### Passage to read

DAR OPINION NO. 58-98

MARO RAMONINA F. RUELO

DAR-Municipal Office

Kabulacan, Sta. Catalina

Negros Oriental

Dear MARO RUELO:

This refers to your letter dated 06 February 1998 addressed to Director Gloria J. Fabia of the Bureau of Land Acquisition and Distribution, which was subsequently indorsed to this Office, inquiring whether or not landholdings within a resettlement area acquired by an individual from the original claimants (Pioneer Settlers) could be offered to the DAR under the Voluntary Offer to Sell (VOS) scheme.

You state that the subject property was surveyed and approved by the Bureau of Lands sometime in 1954 prior to the proclamation of the Resettlement Area in Sta. Catalina, Negros Oriental on July 28, 1958; that when the subdivision survey was conducted on the proclaimed areas, these lots were marked "PSU accepted" in the subdivision plans of the resettlement area in Sta. Catalina; that said landholdings were issued Certificates of Allocation (CAs) by the now defunct NARRA to the original allocatees (Pioneer Settlers); that sometime in 1964-65, the original allocatees eventually sold their rights to Engr. Jesus Lacson who acquired a total area of more than a hundred hectares from the previous allocatees; that Engr. Lacson had occupied said landholdings and had introduced several improvements therein through his administration and some portions were cultivated by tenants; that as of now, this property is being offered for CARP under the VOS scheme and that you are in quandary as to the legal rights of Engr. Jesus Lacson, the supposed landowner, because these landholdings are within the Resettlement Area and no title had been issued to the original allocatees nor to Engr. Jesus Lacson; that as per record, there were Cancellation Proceedings initiated by your predecessors but no Cancellation Order was issued due to lack of proof on the transfer of rights by the original allocatees, as required; and that Mr. Lacson is now banking on the fact that he had continuous peaceful possession of the landholding for more than 33 Yearn and that he had assumed the legal rights of his predecessors on the landholdings.

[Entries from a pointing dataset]
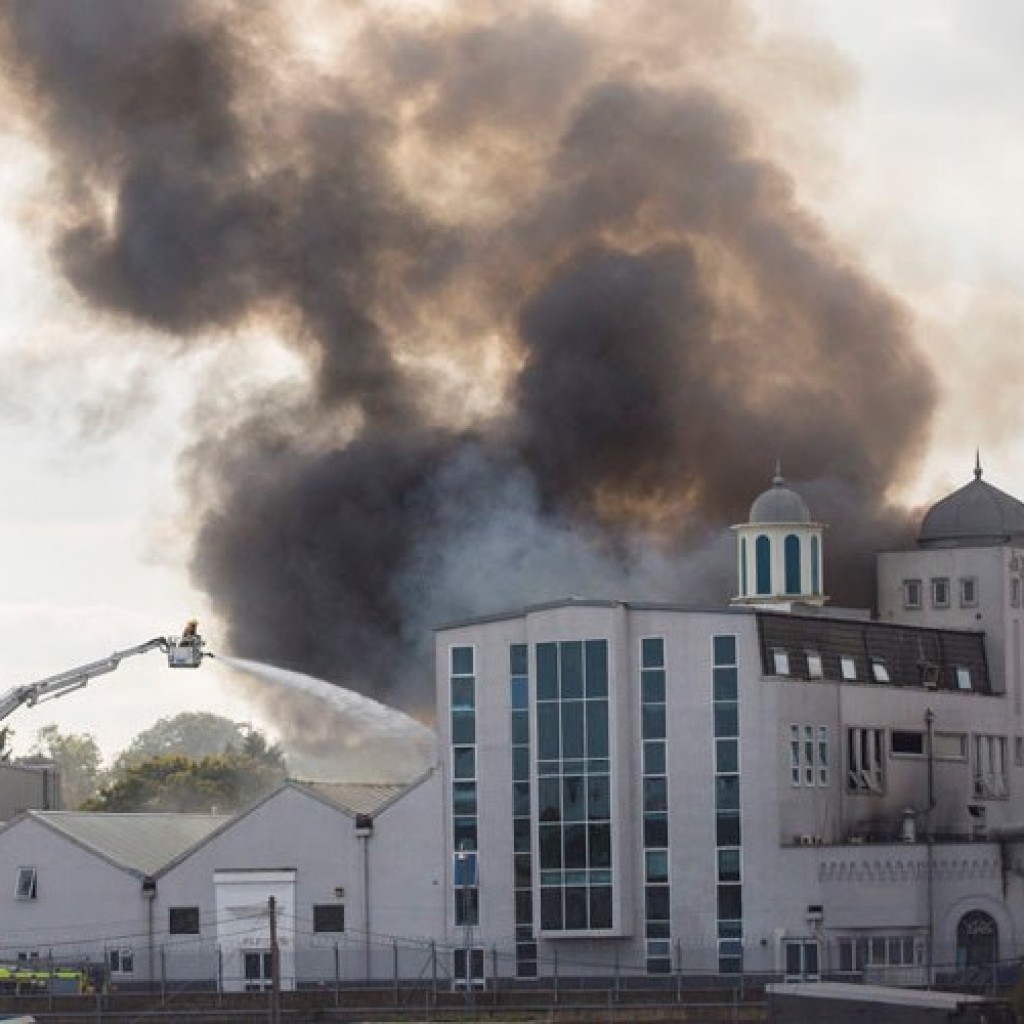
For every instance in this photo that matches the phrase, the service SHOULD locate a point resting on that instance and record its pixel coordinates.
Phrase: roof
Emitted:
(976, 514)
(779, 504)
(141, 843)
(355, 798)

### List of tasks
1. According to the DAR opinion letter, on what date was the Resettlement Area in Sta. Catalina, Negros Oriental proclaimed?
2. Pick up the DAR opinion letter after its last sentence and keep writing.

### Exercise results
1. July 28, 1958.

2.
Please be clarified at the outset that a Certificate of Allocation (CA) is only a proof that a holder thereof is a potential beneficiary/awardee of the landholding described therein. The holder merely acquires possessory rights over the said landholding, which means that he is occupying the property only in a possessory capacity and not in the concept of an owner. Ownership of which still remains with the State unless the same has been finally awarded to him by virtue of a duly issued corresponding patent or CLOA, as the case may be.

As regards the sale by the pioneer settlers of the landholdings to Engr. Jesus Lacson, such sale is considered null and void. Section 29 of Commonwealth Act No. 141, as amended, otherwise known as the "Public Land Act" provides in part:

". . . Any sale and encumbrance made without the previous approval of the Secretary of Agriculture and Natural Resources, shall be null and void and shall produce the effect of annulling the acquisition and reverting the property and all rights thereto to the State, and all payments on the purchase price theretofore made to the Government shall he forfeited . . ."

Clear from the foregoing is that any sale or encumbrance by the original claimants or pioneer settlers of their landholdings acquired under the abovementioned law without prior approval of the concerned government agency (i.e., NARRA, then Lands Authority and now DAR) is null and void. Since the lands have not yet been fully awarded to the settlers, they therefore acquire no better right than the State in disposing said properties. It bears stressing again that holders of Certificates of Allocation acquire only possessory rights over the properties allocated to them. Thus, since they violated the conditions and requisites for the eventual issuance of title in their favor, cancellation proceedings must necessarily be undertaken to revoke the CAs awarded to them and, concomitantly, to determine who would be the next qualified beneficiaries to the subject landholdings in their stead. Accordingly, Engr. Lacson likewise acquired no better right than the original allocatees' considering that the transactions between him and the original settlers are presumably without the proper approval of the agency concerned, thus the same were a complete nullity and void ab initio.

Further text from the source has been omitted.